* **EXCERPTED PASSAGE**
Did your husband have any say in whether your parents moved in? Does he have cause to feel neglected? Do you still do couple things together? Have date nights?
If the marriage is important to you, the two of you need to communicate honestly about what is going on. An objective third party could help you do that.
But no good wishing one could turn back the clock.
I feel for you about your husband's remarks. Insensitive and - well just not very nice. It's not right to "mock the afflicted." I used to catch my then SO huffing and eye-rolling; I dare say he did sometimes complain about my mother but at least it wasn't in my hearing, and he always managed to be kind to her in person - he just made himself scarce as much as possible. I suppose they have to get these things off their chest somehow.
And it wouldn't help if you were to turn round and remind him that this was his brilliant idea in the first place "and don't you forget it!" of course - but my goodness it must be tempting sometimes.
So you can't turn back the clock, but you can perhaps retrace your steps somewhat. Where were your parents living previously? What were their available options at the time; and what led to their agreeing to move to your home?
I'm very sorry to hear about what his happening. I know its not easy caring for an elderly parent with advanced dementia. But if your husband is saying things that are hurting you and your father, I don't feel that is right.
I am not the best communicator. After my dad's stroke, I tried to do so much on my own. But I did not know how to express my own needs and wants. I know its frustrating for your husband. But its time to have a family meeting and to discuss options. What about accessing more resources from the community or through church? Counselling or joining a support group? More respite care? Does he want your father in an assisted living or a nursing home?
I hope you can find the answer that will work better for your family.
I believe I understand my husband's frustration in that we did not know the extent of my father's dementia when he came down and now we see how bad it is and how it has forced us to change our living situation. We never considered putting them in a nursing home. Mom is very sharp and takes excellent care of my father. If anything would happen to her I do not know if I could do what she does. She is a true saint. Yes, I would say that my husband regrets this decision and he mentioned that he knows that it was his decision, not mine.
You certainly won't be able to change hubby's thoughts about Dad but maybe you can persuade him to keep his comments to himself because it is hurtful to both you and your mother.
Hubby almost certainly did not have any idea of the difficulties of caring for someone with late stage dementia in an elderly loved one.
I can understand hubby's disgusted reaction to Dad's failings but everything you described are typical of late stage dementia. None of it is pleasant and trying to control things is virtually impossible. You just have to learn to deal with it. Could you stop Dad using the downstairs bathroom. However much you clean and sanitize the smell probably persists and it turns hubby's stomach if he goes in there before you have a chance to clean. Put a lock on the door and tell Dad it is out of order and he has to go upstairs. No easy solution I am afraid.

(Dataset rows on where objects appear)

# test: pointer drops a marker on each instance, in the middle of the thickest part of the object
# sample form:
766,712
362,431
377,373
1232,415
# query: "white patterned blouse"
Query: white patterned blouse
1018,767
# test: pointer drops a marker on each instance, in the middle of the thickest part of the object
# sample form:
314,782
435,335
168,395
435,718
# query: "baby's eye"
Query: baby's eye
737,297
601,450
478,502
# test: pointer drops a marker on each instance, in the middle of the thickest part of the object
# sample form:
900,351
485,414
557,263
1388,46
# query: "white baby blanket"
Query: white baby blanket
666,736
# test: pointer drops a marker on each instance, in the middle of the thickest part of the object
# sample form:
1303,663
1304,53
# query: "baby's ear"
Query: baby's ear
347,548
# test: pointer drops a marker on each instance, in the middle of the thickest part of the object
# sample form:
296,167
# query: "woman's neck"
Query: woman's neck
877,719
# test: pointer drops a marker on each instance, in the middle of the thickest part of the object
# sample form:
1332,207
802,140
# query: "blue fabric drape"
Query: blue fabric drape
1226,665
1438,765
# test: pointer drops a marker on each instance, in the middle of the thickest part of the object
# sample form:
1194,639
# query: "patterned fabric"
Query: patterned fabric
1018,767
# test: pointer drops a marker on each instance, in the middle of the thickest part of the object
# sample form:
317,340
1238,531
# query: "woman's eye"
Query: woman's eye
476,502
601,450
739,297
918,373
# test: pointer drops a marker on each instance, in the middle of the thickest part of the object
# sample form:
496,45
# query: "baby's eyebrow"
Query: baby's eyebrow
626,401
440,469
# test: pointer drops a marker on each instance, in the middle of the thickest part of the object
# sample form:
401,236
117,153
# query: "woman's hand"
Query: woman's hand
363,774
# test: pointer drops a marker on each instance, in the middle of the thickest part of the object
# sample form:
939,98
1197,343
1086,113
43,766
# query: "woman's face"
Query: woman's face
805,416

* **JOBS**
1. What questions make up the first paragraph of the dementia caregiving passage?
2. Can you extract the part of the dementia caregiving passage starting at "I'm very sorry" and ending at "for your family."?
Rely only on the dementia caregiving passage, not the rows.

* **RESPONSES TO THE TASKS**
1.
Did your husband have any say in whether your parents moved in?
Does he have cause to feel neglected?
Do you still do couple things together?
Have date nights?

2.
I'm very sorry to hear about what his happening. I know its not easy caring for an elderly parent with advanced dementia. But if your husband is saying things that are hurting you and your father, I don't feel that is right.
I am not the best communicator. After my dad's stroke, I tried to do so much on my own. But I did not know how to express my own needs and wants. I know its frustrating for your husband. But its time to have a family meeting and to discuss options. What about accessing more resources from the community or through church? Counselling or joining a support group? More respite care? Does he want your father in an assisted living or a nursing home?
I hope you can find the answer that will work better for your family.